L'exercice: Recopiez s'il vous plaît à l'identique et en entier le passage sur le whisky.

Passage fourni:

De son côté, Jesse den Dulk (28 ans), mixologiste chez Jigger’s, un bar à cocktails hype de Gand, estime qu’il ne s’agit pas d’une question de sexe. « Soit une marque plaît, soit elle ne plaît pas, tout simplement. » Pour lui, ce qui refroidit encore certaines personnes, surtout les jeunes, ce sont les préjugés qui entourent la dégustation de ce breuvage et sont véhiculés par de prétendus spécialistes. « Il y en a toujours pour clamer haut et fort qu’ils boivent du single malt et qu’il ne faut en aucun cas y ajouter de l’eau ou des glaçons. Il n’est pas rare qu’un client s’offusque si je lui propose de mettre un Talisker – un single malt légendaire, à la saveur fumée, de l’île écossaise de Skye – dans un cocktail. Alors que c’est excellent. »

Une opinion partagée par Bert Bruyneel, qui a été membre, pendant cinq ans, de la célèbre communauté des Malt Maniacs, et qui a ensuite créé son propre club et label. « Beaucoup considèrent qu’il s’agit d’un alcool pour hommes âgés. Mais si de jeunes pros parviennent à faire entendre leur opinion, un changement est sans doute possible », se réjouit-il.

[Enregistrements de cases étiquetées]
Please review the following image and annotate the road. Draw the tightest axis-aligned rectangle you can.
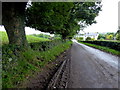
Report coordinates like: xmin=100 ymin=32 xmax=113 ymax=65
xmin=68 ymin=41 xmax=120 ymax=88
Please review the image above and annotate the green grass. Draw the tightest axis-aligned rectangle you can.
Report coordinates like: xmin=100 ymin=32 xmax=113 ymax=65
xmin=27 ymin=35 xmax=49 ymax=43
xmin=2 ymin=41 xmax=72 ymax=88
xmin=97 ymin=40 xmax=120 ymax=42
xmin=0 ymin=31 xmax=49 ymax=45
xmin=80 ymin=42 xmax=120 ymax=55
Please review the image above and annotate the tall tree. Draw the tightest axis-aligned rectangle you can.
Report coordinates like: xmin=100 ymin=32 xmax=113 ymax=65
xmin=26 ymin=2 xmax=101 ymax=38
xmin=2 ymin=2 xmax=27 ymax=46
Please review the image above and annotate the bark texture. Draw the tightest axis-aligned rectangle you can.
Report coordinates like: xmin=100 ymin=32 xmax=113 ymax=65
xmin=2 ymin=2 xmax=27 ymax=46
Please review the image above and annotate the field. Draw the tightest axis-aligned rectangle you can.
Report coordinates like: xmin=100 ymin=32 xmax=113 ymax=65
xmin=0 ymin=31 xmax=49 ymax=45
xmin=80 ymin=42 xmax=120 ymax=56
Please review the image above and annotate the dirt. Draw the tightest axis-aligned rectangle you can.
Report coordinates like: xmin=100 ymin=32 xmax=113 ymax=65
xmin=21 ymin=49 xmax=70 ymax=89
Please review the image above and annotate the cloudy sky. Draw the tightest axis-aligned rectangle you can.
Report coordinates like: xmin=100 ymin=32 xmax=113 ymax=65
xmin=0 ymin=0 xmax=120 ymax=34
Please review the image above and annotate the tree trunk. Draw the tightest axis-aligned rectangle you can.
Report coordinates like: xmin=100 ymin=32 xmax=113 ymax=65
xmin=2 ymin=2 xmax=27 ymax=47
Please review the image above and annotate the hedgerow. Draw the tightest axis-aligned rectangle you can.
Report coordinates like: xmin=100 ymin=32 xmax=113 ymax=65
xmin=2 ymin=40 xmax=72 ymax=88
xmin=79 ymin=41 xmax=120 ymax=51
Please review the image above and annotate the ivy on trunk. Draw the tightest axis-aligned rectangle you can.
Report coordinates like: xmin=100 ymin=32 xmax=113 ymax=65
xmin=2 ymin=2 xmax=27 ymax=47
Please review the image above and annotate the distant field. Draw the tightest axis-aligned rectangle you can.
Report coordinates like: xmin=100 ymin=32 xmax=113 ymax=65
xmin=97 ymin=40 xmax=120 ymax=42
xmin=0 ymin=31 xmax=49 ymax=45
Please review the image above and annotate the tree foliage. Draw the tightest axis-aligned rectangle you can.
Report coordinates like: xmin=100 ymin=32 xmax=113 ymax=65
xmin=26 ymin=2 xmax=101 ymax=38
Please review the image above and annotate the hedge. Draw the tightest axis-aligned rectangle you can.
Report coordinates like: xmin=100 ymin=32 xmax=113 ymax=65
xmin=82 ymin=41 xmax=120 ymax=51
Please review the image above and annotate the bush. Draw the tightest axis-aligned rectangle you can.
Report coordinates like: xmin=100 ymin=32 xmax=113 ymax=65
xmin=86 ymin=37 xmax=92 ymax=41
xmin=83 ymin=41 xmax=120 ymax=51
xmin=2 ymin=40 xmax=72 ymax=88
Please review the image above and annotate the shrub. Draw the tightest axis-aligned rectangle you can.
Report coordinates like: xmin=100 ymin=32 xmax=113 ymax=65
xmin=83 ymin=41 xmax=120 ymax=51
xmin=86 ymin=37 xmax=92 ymax=41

Réponse ci-dessous:
De son côté, Jesse den Dulk (28 ans), mixologiste chez Jigger’s, un bar à cocktails hype de Gand, estime qu’il ne s’agit pas d’une question de sexe. « Soit une marque plaît, soit elle ne plaît pas, tout simplement. » Pour lui, ce qui refroidit encore certaines personnes, surtout les jeunes, ce sont les préjugés qui entourent la dégustation de ce breuvage et sont véhiculés par de prétendus spécialistes. « Il y en a toujours pour clamer haut et fort qu’ils boivent du single malt et qu’il ne faut en aucun cas y ajouter de l’eau ou des glaçons. Il n’est pas rare qu’un client s’offusque si je lui propose de mettre un Talisker – un single malt légendaire, à la saveur fumée, de l’île écossaise de Skye – dans un cocktail. Alors que c’est excellent. »

Une opinion partagée par Bert Bruyneel, qui a été membre, pendant cinq ans, de la célèbre communauté des Malt Maniacs, et qui a ensuite créé son propre club et label. « Beaucoup considèrent qu’il s’agit d’un alcool pour hommes âgés. Mais si de jeunes pros parviennent à faire entendre leur opinion, un changement est sans doute possible », se réjouit-il.